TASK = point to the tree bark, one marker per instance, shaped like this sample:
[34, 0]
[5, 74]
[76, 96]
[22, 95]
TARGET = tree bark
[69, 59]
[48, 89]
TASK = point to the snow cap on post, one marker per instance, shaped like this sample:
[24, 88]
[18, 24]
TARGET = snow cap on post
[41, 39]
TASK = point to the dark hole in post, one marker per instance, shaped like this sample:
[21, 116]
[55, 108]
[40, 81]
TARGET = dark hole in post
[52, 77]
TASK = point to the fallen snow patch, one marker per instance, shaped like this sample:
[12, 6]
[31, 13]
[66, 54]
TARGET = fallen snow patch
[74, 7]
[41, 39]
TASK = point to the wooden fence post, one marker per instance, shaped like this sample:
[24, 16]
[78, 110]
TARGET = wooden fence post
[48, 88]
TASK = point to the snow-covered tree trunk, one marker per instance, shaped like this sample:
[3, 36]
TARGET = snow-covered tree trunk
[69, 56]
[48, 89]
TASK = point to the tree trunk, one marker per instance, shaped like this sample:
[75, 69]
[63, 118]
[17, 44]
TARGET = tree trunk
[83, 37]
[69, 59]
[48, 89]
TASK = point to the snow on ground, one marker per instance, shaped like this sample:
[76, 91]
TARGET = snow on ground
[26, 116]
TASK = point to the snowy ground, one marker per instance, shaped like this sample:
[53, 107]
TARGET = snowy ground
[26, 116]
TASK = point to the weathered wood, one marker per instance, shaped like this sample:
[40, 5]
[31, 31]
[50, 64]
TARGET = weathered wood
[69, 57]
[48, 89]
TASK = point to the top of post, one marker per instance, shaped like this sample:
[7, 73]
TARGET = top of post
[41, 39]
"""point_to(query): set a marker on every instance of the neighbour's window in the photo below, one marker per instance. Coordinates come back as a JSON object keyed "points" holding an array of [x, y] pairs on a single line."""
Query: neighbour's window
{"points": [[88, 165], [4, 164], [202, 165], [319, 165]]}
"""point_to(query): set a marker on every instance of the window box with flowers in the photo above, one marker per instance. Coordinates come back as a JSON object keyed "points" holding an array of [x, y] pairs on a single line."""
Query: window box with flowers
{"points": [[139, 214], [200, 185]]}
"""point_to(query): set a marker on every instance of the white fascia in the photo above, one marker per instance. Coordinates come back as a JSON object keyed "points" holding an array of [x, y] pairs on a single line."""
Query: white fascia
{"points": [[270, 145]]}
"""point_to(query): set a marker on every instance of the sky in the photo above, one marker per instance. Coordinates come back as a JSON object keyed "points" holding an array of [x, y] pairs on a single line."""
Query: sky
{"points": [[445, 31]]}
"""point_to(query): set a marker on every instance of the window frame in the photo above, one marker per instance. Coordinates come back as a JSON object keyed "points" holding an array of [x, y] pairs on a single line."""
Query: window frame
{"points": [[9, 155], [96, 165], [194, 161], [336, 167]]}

◆ ◆ ◆ ◆ ◆ ◆ ◆

### What needs to be done
Above are the records; from them, give again exactly the lines from the one containing "TASK = point to the weathered" to the one containing "of the neighbour's", both lines included, and nothing more.

### Task solution
TASK = point to the weathered wood, one marker per instance, shaped like this sample:
[40, 5]
[31, 31]
[50, 64]
TARGET = weathered wood
[69, 57]
[48, 89]
TASK = point to the top of post, one marker per instance, shaped like this sample:
[7, 73]
TARGET = top of post
[41, 39]
"""point_to(query): set a marker on every instance of the neighbour's window in the photo below, one marker per instance. Coordinates come back as a JSON object keyed "points" holding an array of [x, y] pairs on a single line."""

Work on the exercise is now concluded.